### WHAT IS BEING ASKED
Nothing but the lines from the one with "locate: rear tail" through the end of the records below should be written out, and each must match word for word.
Top of RECORDS SHOWN
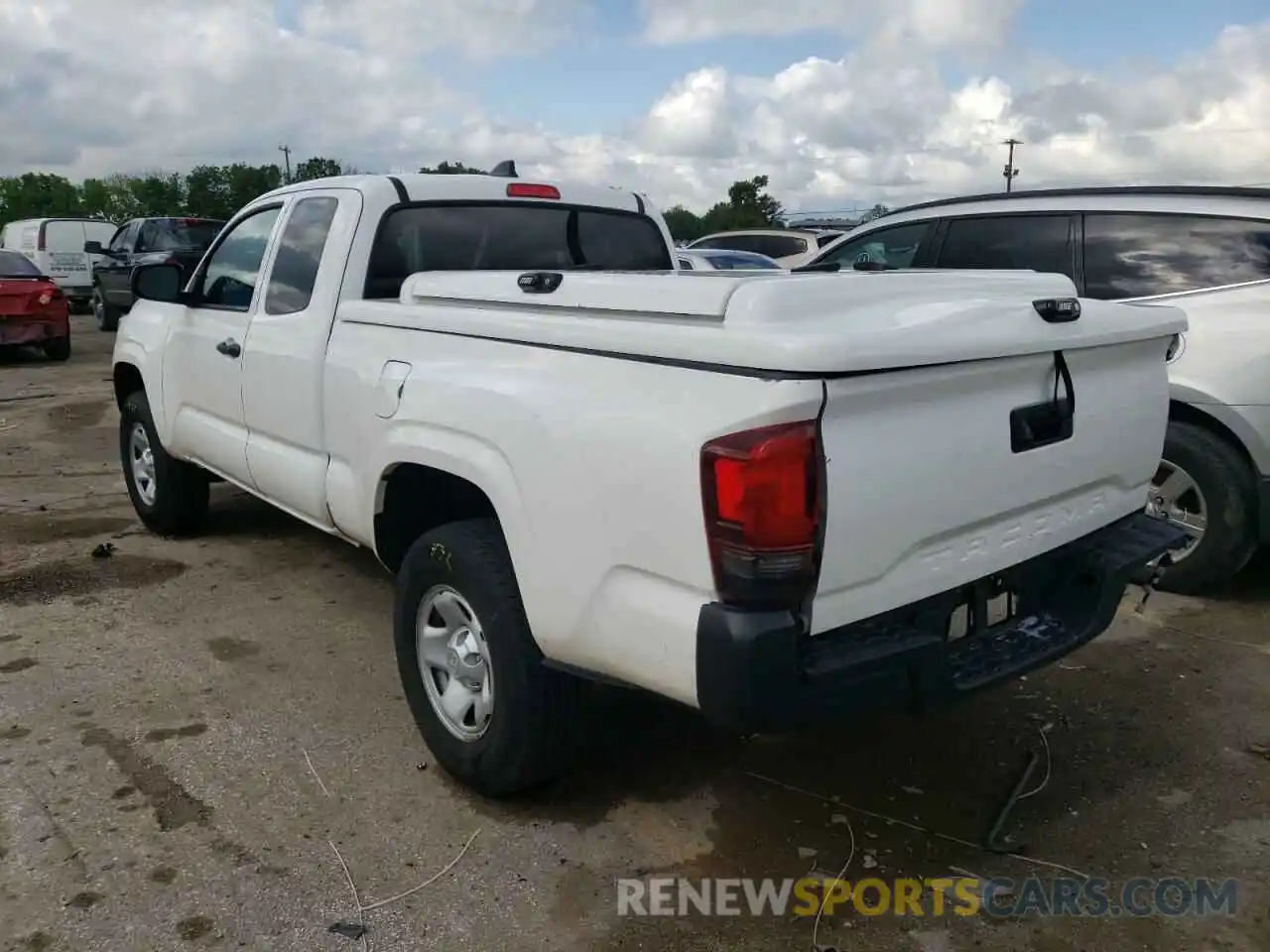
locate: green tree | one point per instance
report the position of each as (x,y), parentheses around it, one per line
(748,206)
(37,195)
(207,191)
(318,168)
(449,169)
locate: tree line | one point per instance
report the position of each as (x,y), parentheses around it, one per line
(218,190)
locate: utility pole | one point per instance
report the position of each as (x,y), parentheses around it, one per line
(286,153)
(1011,173)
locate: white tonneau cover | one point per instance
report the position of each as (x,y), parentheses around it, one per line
(783,322)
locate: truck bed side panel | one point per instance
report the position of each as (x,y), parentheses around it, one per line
(592,463)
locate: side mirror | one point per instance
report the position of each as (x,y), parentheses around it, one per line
(158,282)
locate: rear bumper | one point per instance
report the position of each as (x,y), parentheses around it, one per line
(16,331)
(757,671)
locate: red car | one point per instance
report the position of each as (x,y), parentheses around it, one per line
(33,309)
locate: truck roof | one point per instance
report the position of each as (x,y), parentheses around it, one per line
(423,186)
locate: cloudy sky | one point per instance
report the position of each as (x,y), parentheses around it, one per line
(842,103)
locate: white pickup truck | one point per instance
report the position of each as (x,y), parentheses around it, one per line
(772,497)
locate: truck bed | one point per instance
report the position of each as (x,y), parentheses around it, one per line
(781,325)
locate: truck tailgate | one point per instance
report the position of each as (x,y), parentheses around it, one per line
(930,485)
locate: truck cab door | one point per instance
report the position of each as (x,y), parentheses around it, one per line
(114,271)
(286,349)
(202,367)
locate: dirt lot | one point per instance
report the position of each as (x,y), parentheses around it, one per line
(159,707)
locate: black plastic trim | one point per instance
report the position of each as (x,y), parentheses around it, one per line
(1098,190)
(1265,508)
(403,195)
(758,671)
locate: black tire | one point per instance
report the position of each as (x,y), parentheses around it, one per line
(535,725)
(180,502)
(107,315)
(58,348)
(1229,490)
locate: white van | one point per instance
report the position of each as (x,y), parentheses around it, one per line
(56,246)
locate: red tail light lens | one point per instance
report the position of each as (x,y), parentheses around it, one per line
(525,189)
(762,498)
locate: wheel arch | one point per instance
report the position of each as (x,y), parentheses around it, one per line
(414,497)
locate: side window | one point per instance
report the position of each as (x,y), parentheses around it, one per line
(148,238)
(896,246)
(122,240)
(776,245)
(234,267)
(511,236)
(295,268)
(1138,255)
(1039,243)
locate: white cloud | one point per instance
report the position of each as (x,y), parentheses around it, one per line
(926,23)
(481,28)
(141,85)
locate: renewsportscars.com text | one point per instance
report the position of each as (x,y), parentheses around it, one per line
(962,896)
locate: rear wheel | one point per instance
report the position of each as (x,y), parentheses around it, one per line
(59,348)
(492,714)
(171,495)
(1206,485)
(105,315)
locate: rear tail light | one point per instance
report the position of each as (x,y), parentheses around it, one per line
(763,500)
(525,189)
Bottom of RECORDS SHOWN
### OUTPUT OF THE EXERCISE
locate: rear tail light | one point per instance
report the position of each as (x,y), parentheses around it, one per line
(763,500)
(525,189)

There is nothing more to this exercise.